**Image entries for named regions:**
************

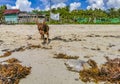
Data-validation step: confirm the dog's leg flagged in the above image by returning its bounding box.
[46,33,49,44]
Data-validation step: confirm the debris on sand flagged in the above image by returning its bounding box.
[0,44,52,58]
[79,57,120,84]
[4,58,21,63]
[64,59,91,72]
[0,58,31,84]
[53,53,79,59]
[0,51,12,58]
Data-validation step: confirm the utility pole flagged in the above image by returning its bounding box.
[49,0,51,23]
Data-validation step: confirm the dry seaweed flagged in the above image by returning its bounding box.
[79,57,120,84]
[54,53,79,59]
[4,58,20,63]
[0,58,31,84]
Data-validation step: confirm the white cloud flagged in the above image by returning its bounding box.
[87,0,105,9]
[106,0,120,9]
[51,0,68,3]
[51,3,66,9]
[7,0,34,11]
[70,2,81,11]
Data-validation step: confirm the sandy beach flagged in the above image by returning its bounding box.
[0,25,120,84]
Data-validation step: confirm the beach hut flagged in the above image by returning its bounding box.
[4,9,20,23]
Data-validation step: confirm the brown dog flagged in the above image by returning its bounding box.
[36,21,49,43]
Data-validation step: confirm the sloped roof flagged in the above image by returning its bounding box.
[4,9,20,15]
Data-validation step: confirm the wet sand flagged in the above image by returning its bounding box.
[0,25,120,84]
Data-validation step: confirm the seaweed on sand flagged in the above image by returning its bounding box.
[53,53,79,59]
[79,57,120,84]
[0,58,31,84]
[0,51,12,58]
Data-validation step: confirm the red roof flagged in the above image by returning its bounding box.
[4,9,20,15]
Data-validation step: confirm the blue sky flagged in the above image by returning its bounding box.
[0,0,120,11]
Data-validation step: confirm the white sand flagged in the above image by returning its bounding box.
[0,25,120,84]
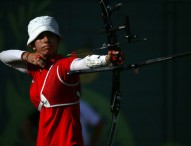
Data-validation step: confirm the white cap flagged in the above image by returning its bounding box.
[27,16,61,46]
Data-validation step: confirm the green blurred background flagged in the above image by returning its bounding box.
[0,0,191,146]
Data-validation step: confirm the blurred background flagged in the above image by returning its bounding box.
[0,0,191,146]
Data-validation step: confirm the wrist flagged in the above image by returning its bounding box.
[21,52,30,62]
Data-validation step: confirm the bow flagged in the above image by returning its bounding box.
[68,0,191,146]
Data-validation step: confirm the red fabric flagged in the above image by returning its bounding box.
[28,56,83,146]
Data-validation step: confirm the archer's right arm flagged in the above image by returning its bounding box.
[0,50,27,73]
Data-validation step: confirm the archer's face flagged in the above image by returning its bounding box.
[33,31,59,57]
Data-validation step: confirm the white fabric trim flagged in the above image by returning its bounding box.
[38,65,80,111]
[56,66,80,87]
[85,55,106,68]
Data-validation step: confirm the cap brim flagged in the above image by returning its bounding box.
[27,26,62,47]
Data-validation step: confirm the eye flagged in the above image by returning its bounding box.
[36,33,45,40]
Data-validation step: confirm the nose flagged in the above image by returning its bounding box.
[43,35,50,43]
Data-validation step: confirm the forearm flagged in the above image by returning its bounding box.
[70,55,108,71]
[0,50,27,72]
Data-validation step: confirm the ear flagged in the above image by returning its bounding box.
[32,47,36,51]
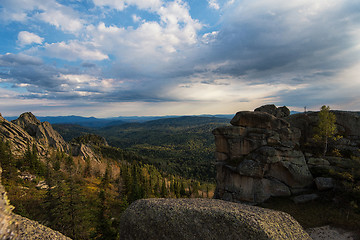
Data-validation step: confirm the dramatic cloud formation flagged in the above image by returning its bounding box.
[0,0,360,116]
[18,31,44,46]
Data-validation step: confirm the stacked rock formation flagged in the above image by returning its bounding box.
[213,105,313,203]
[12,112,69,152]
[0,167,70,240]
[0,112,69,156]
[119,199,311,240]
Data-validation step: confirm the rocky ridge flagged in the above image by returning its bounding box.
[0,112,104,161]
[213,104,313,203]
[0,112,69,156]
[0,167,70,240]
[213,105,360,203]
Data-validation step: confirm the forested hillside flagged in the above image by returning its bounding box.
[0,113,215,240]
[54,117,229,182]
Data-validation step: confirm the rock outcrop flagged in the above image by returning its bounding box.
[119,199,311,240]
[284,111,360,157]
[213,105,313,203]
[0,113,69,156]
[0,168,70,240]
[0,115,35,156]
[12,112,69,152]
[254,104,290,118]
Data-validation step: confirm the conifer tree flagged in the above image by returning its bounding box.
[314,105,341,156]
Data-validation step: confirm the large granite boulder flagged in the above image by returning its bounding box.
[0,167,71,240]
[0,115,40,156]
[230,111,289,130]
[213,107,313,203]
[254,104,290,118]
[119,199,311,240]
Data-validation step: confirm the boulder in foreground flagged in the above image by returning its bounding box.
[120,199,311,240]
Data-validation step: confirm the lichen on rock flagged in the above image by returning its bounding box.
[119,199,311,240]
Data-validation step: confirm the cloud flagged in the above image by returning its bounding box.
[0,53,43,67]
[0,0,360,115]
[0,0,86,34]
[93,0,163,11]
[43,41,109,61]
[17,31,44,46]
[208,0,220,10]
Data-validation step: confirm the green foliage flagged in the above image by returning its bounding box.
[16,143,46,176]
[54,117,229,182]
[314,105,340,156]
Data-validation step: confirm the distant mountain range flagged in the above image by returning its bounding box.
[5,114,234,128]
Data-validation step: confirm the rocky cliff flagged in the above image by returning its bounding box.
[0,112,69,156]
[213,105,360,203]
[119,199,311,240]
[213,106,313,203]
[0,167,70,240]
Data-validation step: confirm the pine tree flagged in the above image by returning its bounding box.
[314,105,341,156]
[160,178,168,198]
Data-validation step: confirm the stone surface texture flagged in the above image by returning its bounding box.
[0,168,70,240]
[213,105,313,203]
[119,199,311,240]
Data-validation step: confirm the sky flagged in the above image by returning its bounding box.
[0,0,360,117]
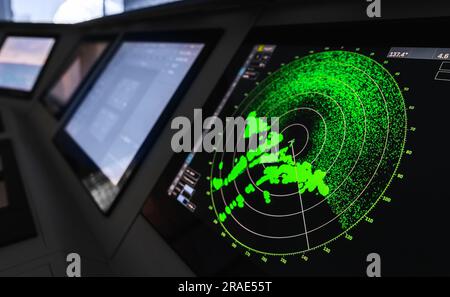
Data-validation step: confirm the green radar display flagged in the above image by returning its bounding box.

************

**SHORT EXERCISE:** Locate every line in the data above that contains the word "seaweed", and copy each of those lines out in full.

**SOLVED PROBLEM:**
Data-validation step: confirm the dry seaweed flagged in the above image by returning its bounding box.
Data-validation step: confirm the seaweed on sand flagged in the above image by returning its bounding box.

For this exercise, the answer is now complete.